> _正文_:
━━━

SparkStreaming Kafka 维护offset

文章目录


生产SparkStreaming数据零丢失实验

SparkStreaming Kafka 维护offset 官网有三种实现方式

  • Checkpoints
  • Kafka itself
  • Your own data store

这里第一种方式不推荐使用,这里只介绍后面两种方式

Kafka itself

代码分析

object MyKafkaConsumer {

  def main(args: Array[String]): Unit = {

    val ssc = StreamingContestUtils.getStreamingContext(this.getClass.getSimpleName)

    val TOPIC= "spark_test2"
    val groupId = "spark_test2_group"

    val kafkaParams = Map[String, Object](
      "bootstrap.servers" -> "kafka01:9092,kafka02:9092,kafka03:9092",
      "key.deserializer" -> classOf[StringDeserializer],
      "value.deserializer" -> classOf[StringDeserializer],
      "group.id" -> groupId,
      "auto.offset.reset" -> "earliest", // 初次启动从最开始的位置开始消费
      "enable.auto.commit" -> (false: java.lang.Boolean) // 自动提交设置为 false
    )

    val topics = Array(TOPIC)

    val stream = KafkaUtils.createDirectStream[String, String](
      ssc,
      PreferConsistent,//均匀分发到executor
      Subscribe[String, String](topics, kafkaParams)
    )


    stream.foreachRDD({ rdd =>

      println(s"-----rdd.partitions.size------------------ ${rdd.partitions.size}")
        
    // 获取当前批次的offset数据
      val offsetRanges = rdd.asInstanceOf[HasOffsetRanges].offsetRanges
      rdd.foreachPartition { iter =>
        val o: OffsetRange = offsetRanges(TaskContext.get.partitionId)
        println(s"${o.topic} ${o.partition} ${o.fromOffset} ${o.untilOffset}")
      }

      //TODO ... 业务处理

      // 在kafka 自身维护提交
      stream.asInstanceOf[CanCommitOffsets].commitAsync(offsetRanges)

    })
    ssc.start()
    ssc.awaitTermination()
  }

}

初次启动程序:
-----rdd.partitions.size------------------ 1
spark_test2 0 0 44
-----rdd.partitions.size------------------ 1
spark_test2 0 44 44
-----rdd.partitions.size------------------ 1
spark_test2 0 44 44

spark UI 图

SparkStreaming Kafka 维护offset

 

 

可以看出第一个批次是有所有kafka的数据的。

停止程序,重启后
-----rdd.partitions.size------------------ 1
spark_test2 0 44 44
-----rdd.partitions.size------------------ 1
spark_test2 0 44 44
-----rdd.partitions.size------------------ 1
spark_test2 0 44 44

SparkStreaming Kafka 维护offset

 

 

重启后,是没有重头去消费的。

own data store for MySql

mysql 维护offset公共方法

/**
  * 建表语句
  *
  * create table kafka_offset(
    topic varchar(30),
    group_id varchar(30),
    partition_id int(5),
    fromOffset bigint(18),
    untilOffset bigint(18),
    primary key(topic,group_id,partition_id)

━━━

部分列表
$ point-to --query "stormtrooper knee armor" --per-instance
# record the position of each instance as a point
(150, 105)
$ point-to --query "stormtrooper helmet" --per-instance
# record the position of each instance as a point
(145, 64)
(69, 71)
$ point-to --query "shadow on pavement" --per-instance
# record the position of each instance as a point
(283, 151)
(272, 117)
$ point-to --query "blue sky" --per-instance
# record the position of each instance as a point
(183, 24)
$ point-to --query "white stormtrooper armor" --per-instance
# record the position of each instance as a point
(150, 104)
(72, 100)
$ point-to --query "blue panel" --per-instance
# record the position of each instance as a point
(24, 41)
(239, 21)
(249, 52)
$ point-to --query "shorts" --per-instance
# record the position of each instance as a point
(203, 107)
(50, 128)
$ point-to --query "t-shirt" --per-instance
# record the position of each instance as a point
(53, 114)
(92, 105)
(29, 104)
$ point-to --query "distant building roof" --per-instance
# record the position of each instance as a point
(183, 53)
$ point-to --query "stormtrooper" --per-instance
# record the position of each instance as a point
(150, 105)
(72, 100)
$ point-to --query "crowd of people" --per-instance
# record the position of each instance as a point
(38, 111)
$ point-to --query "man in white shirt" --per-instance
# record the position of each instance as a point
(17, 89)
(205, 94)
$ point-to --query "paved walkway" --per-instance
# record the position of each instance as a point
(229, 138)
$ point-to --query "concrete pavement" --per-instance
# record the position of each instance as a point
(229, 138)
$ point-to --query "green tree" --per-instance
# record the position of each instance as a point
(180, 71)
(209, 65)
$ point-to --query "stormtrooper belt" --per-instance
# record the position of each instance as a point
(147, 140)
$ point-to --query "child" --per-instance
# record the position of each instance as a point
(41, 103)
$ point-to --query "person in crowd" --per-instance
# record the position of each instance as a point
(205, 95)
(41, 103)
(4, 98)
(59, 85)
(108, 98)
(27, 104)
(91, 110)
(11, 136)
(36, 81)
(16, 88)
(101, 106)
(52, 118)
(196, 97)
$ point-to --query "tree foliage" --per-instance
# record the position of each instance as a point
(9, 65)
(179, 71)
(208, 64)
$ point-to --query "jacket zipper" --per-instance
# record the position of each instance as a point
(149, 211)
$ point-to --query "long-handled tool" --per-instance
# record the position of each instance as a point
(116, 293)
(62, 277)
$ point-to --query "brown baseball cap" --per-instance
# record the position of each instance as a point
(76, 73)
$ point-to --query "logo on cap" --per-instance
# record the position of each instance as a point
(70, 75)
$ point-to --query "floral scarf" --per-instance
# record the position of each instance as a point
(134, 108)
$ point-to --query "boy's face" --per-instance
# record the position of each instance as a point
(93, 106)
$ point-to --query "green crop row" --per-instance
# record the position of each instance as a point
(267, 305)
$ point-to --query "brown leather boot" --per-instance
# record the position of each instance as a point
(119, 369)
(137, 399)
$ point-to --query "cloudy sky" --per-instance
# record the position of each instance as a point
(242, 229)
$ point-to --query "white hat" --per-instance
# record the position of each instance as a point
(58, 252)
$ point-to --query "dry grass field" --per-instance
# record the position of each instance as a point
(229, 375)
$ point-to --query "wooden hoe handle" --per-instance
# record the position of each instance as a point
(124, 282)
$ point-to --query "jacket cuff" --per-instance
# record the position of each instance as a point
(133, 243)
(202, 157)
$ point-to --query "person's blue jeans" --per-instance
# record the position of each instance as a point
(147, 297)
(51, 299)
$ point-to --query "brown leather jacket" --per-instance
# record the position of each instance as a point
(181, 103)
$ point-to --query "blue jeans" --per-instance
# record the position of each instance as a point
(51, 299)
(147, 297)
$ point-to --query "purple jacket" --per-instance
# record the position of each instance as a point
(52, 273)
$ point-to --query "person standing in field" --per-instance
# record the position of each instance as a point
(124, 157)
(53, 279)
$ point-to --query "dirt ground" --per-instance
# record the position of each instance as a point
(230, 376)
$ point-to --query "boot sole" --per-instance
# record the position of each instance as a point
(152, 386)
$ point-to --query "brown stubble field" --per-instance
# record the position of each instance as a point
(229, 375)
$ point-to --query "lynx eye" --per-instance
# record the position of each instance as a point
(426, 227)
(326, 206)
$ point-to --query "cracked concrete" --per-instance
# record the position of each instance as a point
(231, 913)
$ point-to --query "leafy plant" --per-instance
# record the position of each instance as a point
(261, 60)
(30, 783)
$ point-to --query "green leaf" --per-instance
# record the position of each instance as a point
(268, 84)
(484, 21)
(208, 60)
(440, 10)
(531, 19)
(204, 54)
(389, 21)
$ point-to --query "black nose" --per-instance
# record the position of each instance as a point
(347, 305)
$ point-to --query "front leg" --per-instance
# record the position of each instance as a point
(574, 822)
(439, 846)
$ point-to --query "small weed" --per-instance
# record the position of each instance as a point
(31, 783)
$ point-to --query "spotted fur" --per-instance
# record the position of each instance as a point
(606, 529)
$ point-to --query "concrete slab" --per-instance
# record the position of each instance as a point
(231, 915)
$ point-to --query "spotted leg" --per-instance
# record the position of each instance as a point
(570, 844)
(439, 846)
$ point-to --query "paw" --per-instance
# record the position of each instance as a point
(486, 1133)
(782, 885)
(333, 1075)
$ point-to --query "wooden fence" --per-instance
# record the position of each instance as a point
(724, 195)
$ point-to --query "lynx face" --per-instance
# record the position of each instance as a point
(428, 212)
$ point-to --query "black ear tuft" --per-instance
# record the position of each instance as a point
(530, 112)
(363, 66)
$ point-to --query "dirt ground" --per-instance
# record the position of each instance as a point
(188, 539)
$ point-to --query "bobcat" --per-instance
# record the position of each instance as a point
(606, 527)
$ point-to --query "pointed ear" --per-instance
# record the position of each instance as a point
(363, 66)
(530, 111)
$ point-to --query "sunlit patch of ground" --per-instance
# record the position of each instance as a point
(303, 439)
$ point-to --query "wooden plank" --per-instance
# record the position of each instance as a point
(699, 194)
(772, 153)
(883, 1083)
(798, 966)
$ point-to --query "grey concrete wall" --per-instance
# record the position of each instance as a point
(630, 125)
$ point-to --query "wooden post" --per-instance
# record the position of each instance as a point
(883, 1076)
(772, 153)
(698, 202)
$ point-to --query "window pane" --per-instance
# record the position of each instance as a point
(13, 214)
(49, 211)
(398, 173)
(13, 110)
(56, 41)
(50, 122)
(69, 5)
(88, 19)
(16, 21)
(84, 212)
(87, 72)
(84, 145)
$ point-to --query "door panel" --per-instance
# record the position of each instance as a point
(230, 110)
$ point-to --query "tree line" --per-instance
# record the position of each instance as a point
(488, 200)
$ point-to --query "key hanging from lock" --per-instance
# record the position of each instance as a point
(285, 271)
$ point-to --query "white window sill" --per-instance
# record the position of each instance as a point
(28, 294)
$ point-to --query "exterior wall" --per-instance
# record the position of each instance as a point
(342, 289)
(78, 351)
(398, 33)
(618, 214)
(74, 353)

━━━

> _目标 A_: 在 Kafka offset 维护一文中，官网的三种实现方式里哪一种被说成不推荐使用？
> _目标 B_: 从 Kafka offset 维护一文的最后一行之后接着往下写。

> _任务结果 A_: 第一种方式，即 Checkpoints。

> _任务结果 B_:
    );
  *
  */
object MysqlOffsetManager extends OffsetManager {
  /**
    * 存储偏移量
    *
    * @param topic
    * @param groupId
    * @param partitionId
    * @param fromoffset
    * @param untilOffset
    */
  override def storeOffsets(topic: String, groupId: String, partitionId: Int, fromoffset: Long,untilOffset:Long): Unit = {

    DBs.setupAll()

    DB.autoCommit(implicit session => {
      SQL("replace into kafka_offset values(?,?,?,?,?)")
        .bind(topic,groupId,partitionId,fromoffset,untilOffset)
        .update()
        .apply()
    })
  }

  /**
    * 获取偏移量
    *
    * @param topic
    * @param groupId
    * @return
    */

  override def obtainOffsets(topic: String, groupId: String): Map[TopicPartition, Long] ={

   DBs.setupAll()
   val offsetList = DB.readOnly(implicit session => {

      SQL("select topic,partition_id,untilOffset from kafka_offset where topic = ? and group_id = ? ")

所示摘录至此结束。